Resume the passage on Carl Bechstein and his Berlin piano factory, picking up right after its last sentence, not the data that follows it.

- **Document passage**:
____
Carl Bechstein was born on 1 June 1826 in Gotha, in Saxe-Gotha-Altenburg (now Thuringia). He studied and worked in France and England as a piano craftsman, before he became an individual piano maker. His first pianos were made for other companies. From 1844 to 1848 he worked in Dresden for a local piano maker, then moved to Berlin and worked at Klavierfabrik Perau in Behrenstraße 56. In 1849 he worked as a hired contractor for piano makers in Paris. Back in Berlin he worked again for Klavierfabrik Perau in 1852-53.

===C. Bechstein piano factory===

The C. Bechstein piano factory was founded on 1 October 1853 by Carl Bechstein in Berlin.

Carl Bechstein set out to manufacture a piano able to withstand the great demands imposed on the instrument by the virtuosi of the time, such as Franz Liszt. In 1857, Hans von Bülow (Liszt's son-in-law) gave the first public performance on a Bechstein grand piano by performing Liszt's Piano Sonata in B minor in Berlin.

By 1870, with the endorsements by Franz Liszt and Hans von Bülow, Bechstein pianos became a staple at many concert halls, as well as in private mansions. By that time three piano makers became established as the industry leaders across the world: Bechstein, Blüthner and Steinway & Sons.
____
- **Recorded data**:
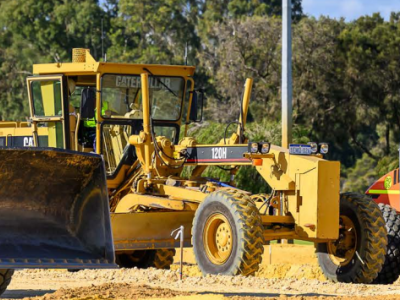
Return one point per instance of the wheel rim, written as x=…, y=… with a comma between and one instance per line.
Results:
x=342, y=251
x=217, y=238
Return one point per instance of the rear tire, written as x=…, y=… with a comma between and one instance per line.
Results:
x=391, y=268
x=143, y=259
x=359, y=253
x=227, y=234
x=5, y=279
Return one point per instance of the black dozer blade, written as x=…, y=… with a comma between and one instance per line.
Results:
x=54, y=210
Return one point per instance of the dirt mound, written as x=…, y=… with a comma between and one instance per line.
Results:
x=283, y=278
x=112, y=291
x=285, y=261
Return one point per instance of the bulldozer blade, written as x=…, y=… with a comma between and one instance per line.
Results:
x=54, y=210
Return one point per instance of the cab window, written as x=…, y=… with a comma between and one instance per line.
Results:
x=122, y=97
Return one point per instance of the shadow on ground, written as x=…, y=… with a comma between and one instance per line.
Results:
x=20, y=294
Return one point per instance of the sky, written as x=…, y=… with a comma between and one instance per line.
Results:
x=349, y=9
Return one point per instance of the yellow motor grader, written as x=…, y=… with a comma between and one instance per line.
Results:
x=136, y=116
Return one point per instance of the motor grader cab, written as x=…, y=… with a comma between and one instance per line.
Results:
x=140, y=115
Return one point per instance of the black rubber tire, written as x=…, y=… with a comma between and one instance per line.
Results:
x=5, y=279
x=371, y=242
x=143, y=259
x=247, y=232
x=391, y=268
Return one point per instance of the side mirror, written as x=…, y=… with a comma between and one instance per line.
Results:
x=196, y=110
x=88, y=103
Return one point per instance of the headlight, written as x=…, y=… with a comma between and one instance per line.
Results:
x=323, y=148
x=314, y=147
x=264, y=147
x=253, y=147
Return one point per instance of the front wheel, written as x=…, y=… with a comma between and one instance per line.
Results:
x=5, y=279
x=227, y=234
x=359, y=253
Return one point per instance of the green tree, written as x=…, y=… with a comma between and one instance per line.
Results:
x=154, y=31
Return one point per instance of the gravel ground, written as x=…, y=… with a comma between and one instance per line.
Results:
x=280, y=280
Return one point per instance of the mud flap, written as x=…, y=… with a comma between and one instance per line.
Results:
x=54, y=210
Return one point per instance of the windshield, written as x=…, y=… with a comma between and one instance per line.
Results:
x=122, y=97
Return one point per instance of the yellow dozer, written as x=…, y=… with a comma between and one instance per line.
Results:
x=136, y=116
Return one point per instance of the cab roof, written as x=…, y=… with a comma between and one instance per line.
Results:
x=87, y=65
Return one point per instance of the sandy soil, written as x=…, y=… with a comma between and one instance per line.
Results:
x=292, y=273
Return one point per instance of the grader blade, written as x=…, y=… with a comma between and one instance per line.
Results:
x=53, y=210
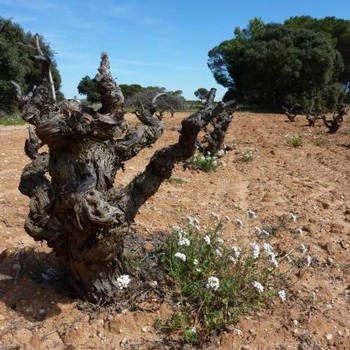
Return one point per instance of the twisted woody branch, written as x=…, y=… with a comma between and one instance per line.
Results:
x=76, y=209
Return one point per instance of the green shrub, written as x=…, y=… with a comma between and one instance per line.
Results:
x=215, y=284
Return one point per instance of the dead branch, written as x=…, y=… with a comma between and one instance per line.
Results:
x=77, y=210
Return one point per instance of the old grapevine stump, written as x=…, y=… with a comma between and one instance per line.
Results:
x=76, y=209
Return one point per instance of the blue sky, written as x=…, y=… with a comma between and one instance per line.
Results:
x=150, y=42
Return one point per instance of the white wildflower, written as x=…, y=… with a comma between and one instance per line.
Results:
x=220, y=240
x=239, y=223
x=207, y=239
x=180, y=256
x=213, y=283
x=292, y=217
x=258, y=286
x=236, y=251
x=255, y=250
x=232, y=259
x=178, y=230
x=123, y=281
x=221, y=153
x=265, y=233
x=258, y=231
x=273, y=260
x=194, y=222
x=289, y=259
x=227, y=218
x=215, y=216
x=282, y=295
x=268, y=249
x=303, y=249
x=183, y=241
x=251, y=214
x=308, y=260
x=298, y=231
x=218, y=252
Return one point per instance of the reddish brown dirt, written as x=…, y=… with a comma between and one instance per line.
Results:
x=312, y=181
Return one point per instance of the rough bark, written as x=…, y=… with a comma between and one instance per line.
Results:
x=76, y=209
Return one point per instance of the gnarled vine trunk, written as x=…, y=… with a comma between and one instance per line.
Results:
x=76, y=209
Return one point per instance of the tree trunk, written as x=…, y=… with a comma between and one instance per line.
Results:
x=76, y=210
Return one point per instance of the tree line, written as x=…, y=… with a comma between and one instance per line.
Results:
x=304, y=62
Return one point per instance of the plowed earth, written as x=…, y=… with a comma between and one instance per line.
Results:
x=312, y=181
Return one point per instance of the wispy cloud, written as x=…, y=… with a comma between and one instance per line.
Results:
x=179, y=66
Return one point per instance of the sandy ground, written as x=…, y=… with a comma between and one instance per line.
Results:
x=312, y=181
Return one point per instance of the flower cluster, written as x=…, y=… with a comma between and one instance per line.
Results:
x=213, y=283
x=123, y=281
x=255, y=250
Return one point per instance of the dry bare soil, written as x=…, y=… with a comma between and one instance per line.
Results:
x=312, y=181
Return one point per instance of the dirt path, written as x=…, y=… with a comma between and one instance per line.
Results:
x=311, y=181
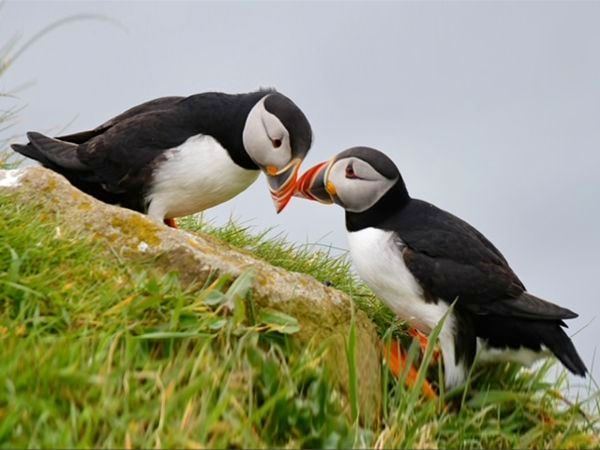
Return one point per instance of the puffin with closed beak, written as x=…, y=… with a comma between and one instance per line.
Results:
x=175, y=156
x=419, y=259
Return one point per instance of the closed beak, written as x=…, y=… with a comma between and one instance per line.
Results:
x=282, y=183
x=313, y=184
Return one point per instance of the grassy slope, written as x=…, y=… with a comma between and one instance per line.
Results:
____
- **Result for this exercise**:
In 1880, the second piano factory was opened in Berlin, and the third factory was opened in 1897 in Berlin Kreuzberg. The years from the 1870s through 1914 brought Bechstein their most dramatic increase in sales.

In 1885, Bechstein first supplied a piano to Queen Victoria. A gilded art-case piano was first delivered to the Buckingham Palace, then several more Bechstein pianos were delivered to Windsor Castle and to other royal residences. By January 1886 they were among the piano manufacturers holding a Royal Warrant as a supplier to the Queen. Many other mansions and salons in London were following the royal example. Several British embassies across the world acquired Bechstein pianos to replace lesser instruments.

Also in 1885, Bechstein opened a branch in London, that eventually grew to become their largest showroom and dealership in Europe, and then, a few years later, opened showrooms in Paris, and in St. Petersburg. In London the company spent £100,000 to build Bechstein Hall. adjacent to its London showroom at 36-40 Wigmore Street. It opened on 31 May 1901. Between 1901 and 1914, C. Bechstein was the largest piano dealership in London.

At that time, Bechstein was the official piano maker for the Tsars of Russia, the royal families of Spain, Belgium, the Netherlands, Italy, Sweden, Norway, Austria and Denmark, and other royalty and aristocracy. The list of royal clients of Bechstein may be found on the soundboard of vintage Bechstein pianos made before the Second World War. The list is part of the original Bechstein trademark logo, it can be seen under the strings in the center of a piano's soundboard.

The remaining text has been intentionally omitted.